Existe risco regulatório no setor elétrico brasileiro?

A ANEEL (Agência Nacional de Energia Elétrica) na nota técnica para definição da taxa de rentabilidade a ser utilizada no quarto ciclo de revisões periódicas das concessionárias de distribuição de energia explica porque não incluiu um adicional de risco regulatório na fórmula da tarifa. A agência está correta? As ações das empresas brasileiras do setor elétrico negociam com desconto em decorrência da existência de um risco regulatório no setor? Em outras palavras, os investidores para adquirirem essas ações pedem uma redução de preço devido a interferências governamentais?

A ANEEL cita alguns motivos que a levaram a não adotar um adicional de risco regulatório no cálculo da tarifa.

Primeiro, a Aneel considera o processo brasileiro mais transparente e mais imune a pressões políticas do que o americano. Como discutido no post de ontem “Entendendo a taxa de desconto”, a Aneel utiliza o mercado acionário norte americano para cálculo de algumas variáveis como o beta das ações e a taxa livre de risco.

Segundo a nota técnica, são observadas as seguintes práticas nos Estados Unidos: (i) inexistência de regras predefinidas para cálculos tarifários, (ii) interferência política na definição das tarifas, pois a regulação se dá em níveis estaduais, (iii) a existência de comissões regulatórias eleitas por consumidores, (iv) a não correção monetária das tarifas e (v) a diversidade de metodologias para definição do custo de capital. Já no caso brasileiro existem: (i) garantia de repasse integral para grande parcela dos custos incorridos pelas distribuidoras, (ii) regras predefinidas de reajuste e revisão tarifária, (iii) possibilidade de revisão extraordinária, (iv) uniformização dos métodos aplicáveis a cada empresa, (v) previsibilidade em relação à periodicidade dos cálculo tarifários e (vi) regulação por autarquia autônoma e independente.

Dados fornecidos:
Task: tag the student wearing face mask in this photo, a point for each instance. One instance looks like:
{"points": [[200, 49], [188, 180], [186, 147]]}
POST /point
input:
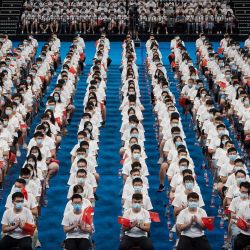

Tarefa A:
No texto sobre risco regulatório no setor elétrico, qual mercado acionário a ANEEL usa para calcular variáveis como o beta das ações e a taxa livre de risco?
Tarefa B:
Prossiga o texto sobre risco regulatório no setor elétrico a partir do ponto em que ele termina.
As linhas acima foram obtidas de outra fonte.

Resposta A:
O mercado acionário norte-americano.

Resposta B:
Outra razão citada pela agência brasileira para não incluir um prêmio de risco regulatório é que o índice setorial BM&FBovespa Energia Elétrica – IEE apresentou rentabilidade bem superior a do Ibovespa entre 25 de abril de 1997 e 8 de abril de 2014. Uma unidade monetária aplicada no primeiro dia da série traria um retorno de 9,36 unidades se aplicada no IEE e 5,30 se alocada no Ibovespa. Se utilizarmos um período mais curto de cinco anos, o IEE ainda é mais rentável , 1,57 versus 1,27 do Ibovespa.

Contudo, a própria ANEEL reconhece que os “rendimentos acumulados pelo IEE em relação ao Ibovespa por si só não é suficiente para que se chegue a conclusões sobre o risco específico do setor elétrico brasileiro”. Para tanto, a agência considera que é necessário avaliar como se comportou a volatilidade relativa das ações do setor elétrico. Logo se precisaria comparar o beta do IEE com o do Ibovespa: “Se o risco do IEE for superior ao risco do Ibovespa, ou seja, se o beta do IEE em relação ao Ibovespa for maior do que 1, (…) haverá um indicativo de que a regulação do setor elétrico implica maior risco e, assim, maior retorno, relativamente ao ´mercado brasileiro`”. Contudo, o beta do IEE em relação ao Ibovespa nos últimos cinco anos foi inferior a uma vez (0,43). Além disso, o beta do setor vis-à-vis o Ibovespa é decrescente nos últimos anos, mesmo com a edição no período da polêmica MP 579 que regulou a renovação das geradoras elétricas.

Esse argumento de que como o beta do IEE e o das empresas elétricas em relação ao Ibovespa são menores do que “um” indica a não existência de risco regulatório me parece fraco. Primeiro porque o Ibovespa é concentrado em poucas empresas e setores – especialmente petróleo, mineração e bancário. Logo um aumento do risco desses setores em relação ao elétrico já faria com que o beta das empresas elétricas fosse menor do que um, mas isso não significa que o risco regulatório do setor seria nulo. Além disso, a característica do setor elétrico de forte geração de caixa implica necessariamente em um beta menor. Esse atributo é intrínseco ao setor. Isso também não significa que a regulação foi eficiente. Uma “outra regulação” poderia até fazer com que a geração de caixa fosse ainda maior e, como consequência, o beta seria muito menor.

Para definir se há ou não risco regulatório, eu prefiro comparar o múltiplo P/L 2015 (preço divido pelo lucro esperado para 2015) das empresas elétricas americanas utilizadas no estudo da ANEEL com o das brasileiras. A agência usou para cálculo do beta do setor dados de 14 companhias americanas. A mediana do múltiplo dessas empresas, obtido do sistema de análise fundamentalista S&P Capital IQ, foi de 15,2 vezes. Já a de oito empresas nacionais foi de 8,5 vezes.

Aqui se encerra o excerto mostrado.